*Goal of the exercise*: Print nothing but the lines below starting at the line that holds "If you could identify the palm tree in" and ending at the line that holds "If you could identify the carousel tent", including both, each exactly as written.

*Data excerpts*:
+===+
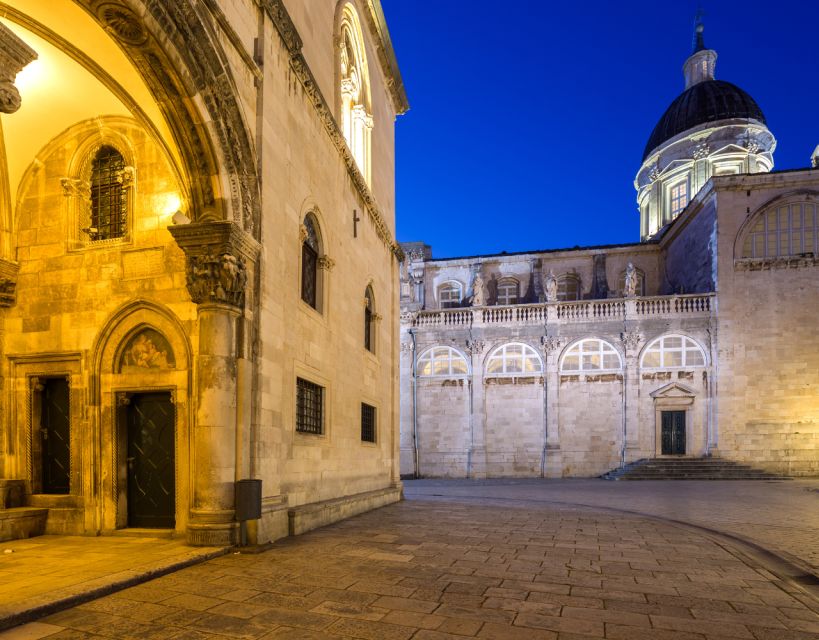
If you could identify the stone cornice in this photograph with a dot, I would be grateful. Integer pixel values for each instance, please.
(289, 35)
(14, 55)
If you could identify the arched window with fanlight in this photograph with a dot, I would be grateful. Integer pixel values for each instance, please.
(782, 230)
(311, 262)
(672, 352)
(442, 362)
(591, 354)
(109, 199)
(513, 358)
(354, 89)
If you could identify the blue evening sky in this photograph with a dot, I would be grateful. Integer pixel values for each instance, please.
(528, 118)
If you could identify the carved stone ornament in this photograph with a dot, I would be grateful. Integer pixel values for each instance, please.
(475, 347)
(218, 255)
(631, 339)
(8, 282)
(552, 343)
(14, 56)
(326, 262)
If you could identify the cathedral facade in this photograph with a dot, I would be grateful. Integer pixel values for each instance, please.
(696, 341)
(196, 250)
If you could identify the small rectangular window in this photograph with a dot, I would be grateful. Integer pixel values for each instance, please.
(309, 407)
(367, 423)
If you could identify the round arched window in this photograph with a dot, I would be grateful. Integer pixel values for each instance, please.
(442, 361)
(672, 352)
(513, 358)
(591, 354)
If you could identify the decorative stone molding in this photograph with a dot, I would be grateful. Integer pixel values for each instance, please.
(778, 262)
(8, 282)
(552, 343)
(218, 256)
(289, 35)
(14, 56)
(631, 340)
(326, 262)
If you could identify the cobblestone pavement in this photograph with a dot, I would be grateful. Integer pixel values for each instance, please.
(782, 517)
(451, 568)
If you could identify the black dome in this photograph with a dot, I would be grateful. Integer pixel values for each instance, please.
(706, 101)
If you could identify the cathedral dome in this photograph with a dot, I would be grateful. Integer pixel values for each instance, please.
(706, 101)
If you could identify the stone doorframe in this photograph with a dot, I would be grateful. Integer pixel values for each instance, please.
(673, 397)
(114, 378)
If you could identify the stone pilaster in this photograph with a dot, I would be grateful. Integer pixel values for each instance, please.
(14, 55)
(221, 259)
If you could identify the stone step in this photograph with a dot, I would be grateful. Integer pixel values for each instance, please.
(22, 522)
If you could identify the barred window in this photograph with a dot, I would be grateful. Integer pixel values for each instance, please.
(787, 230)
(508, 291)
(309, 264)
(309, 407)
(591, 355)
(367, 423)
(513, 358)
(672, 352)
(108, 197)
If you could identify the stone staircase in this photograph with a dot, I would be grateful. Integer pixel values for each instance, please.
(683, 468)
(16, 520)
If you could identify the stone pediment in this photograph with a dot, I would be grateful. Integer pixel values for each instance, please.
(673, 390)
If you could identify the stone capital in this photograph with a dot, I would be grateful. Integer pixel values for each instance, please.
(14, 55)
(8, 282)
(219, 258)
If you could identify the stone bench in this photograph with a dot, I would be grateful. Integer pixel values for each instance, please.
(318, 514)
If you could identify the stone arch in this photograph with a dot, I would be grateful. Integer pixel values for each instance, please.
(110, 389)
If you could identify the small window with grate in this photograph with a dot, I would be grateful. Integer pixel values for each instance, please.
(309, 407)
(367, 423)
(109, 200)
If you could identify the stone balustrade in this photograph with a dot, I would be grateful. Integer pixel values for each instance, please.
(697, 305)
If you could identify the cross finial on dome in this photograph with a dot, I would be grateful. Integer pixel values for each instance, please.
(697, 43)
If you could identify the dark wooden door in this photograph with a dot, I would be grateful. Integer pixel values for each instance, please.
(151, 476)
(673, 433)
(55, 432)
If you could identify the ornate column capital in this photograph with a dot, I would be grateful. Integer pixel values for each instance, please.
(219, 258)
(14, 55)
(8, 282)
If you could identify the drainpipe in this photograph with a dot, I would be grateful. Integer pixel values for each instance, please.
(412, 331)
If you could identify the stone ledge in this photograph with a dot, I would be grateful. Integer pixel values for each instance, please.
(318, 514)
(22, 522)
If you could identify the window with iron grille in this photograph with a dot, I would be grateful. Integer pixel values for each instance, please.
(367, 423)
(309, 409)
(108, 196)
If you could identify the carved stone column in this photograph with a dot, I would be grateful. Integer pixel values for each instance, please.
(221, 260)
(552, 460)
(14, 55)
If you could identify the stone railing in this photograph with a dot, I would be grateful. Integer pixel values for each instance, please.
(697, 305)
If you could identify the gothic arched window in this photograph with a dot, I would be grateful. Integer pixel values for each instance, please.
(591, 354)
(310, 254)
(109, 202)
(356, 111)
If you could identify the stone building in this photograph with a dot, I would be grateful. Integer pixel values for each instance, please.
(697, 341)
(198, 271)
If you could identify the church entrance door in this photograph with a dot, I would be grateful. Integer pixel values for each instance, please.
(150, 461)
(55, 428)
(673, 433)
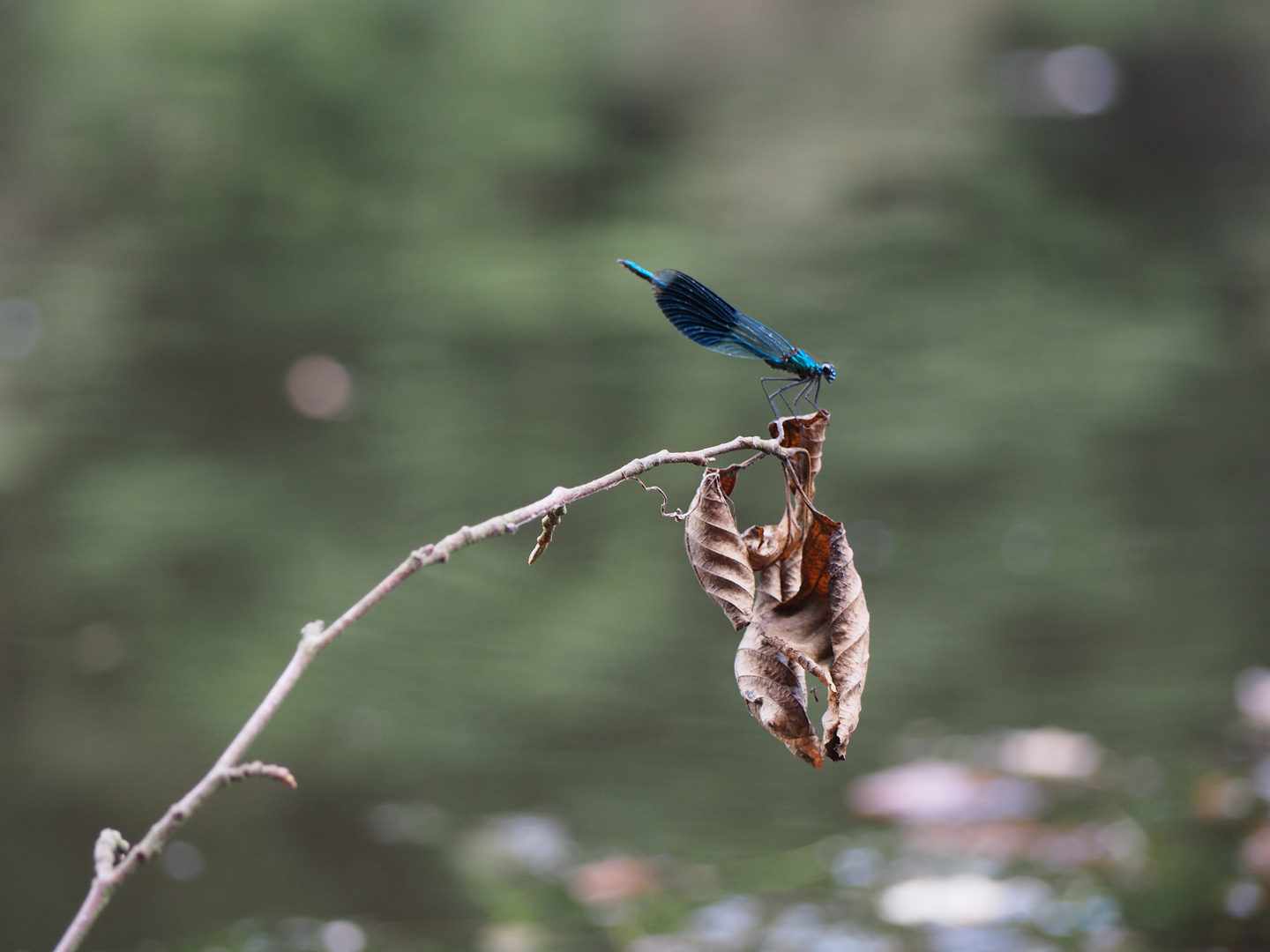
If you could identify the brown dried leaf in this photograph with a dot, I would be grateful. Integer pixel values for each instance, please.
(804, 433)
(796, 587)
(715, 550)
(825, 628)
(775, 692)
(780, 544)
+===+
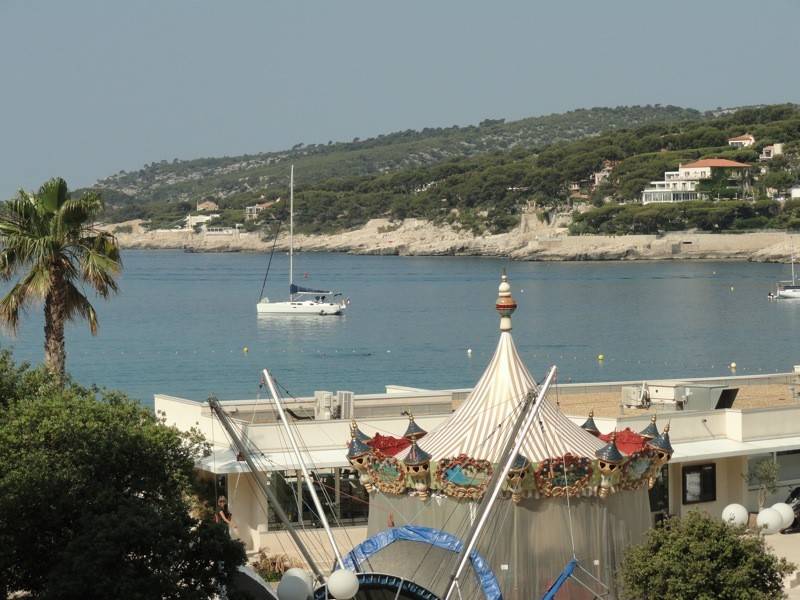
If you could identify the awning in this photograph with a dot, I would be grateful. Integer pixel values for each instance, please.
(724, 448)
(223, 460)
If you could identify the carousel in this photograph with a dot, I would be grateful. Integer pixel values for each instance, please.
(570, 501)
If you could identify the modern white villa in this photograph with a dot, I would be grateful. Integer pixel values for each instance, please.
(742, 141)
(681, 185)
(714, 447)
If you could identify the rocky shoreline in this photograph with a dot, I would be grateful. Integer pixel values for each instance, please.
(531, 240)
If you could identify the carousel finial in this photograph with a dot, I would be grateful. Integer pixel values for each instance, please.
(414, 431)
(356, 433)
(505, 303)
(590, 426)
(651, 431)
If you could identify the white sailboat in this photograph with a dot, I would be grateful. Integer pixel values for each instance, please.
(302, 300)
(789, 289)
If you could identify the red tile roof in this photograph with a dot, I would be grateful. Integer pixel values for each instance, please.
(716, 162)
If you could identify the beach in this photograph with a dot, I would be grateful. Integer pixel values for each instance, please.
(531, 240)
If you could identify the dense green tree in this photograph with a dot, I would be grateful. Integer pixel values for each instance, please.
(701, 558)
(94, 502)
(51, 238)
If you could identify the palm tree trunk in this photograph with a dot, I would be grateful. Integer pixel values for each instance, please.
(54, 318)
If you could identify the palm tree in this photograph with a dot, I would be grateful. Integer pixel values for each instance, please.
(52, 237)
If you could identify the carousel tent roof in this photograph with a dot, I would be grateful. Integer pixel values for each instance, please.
+===+
*Solution below*:
If you could identify the palm tree in this photograph with a dot, I would be grateful. Integer pixel values for each instance, please.
(52, 237)
If you could identify the carousel tent roof in this photograph with a dot, I would be grateful. Integer pixel values for each instance, please.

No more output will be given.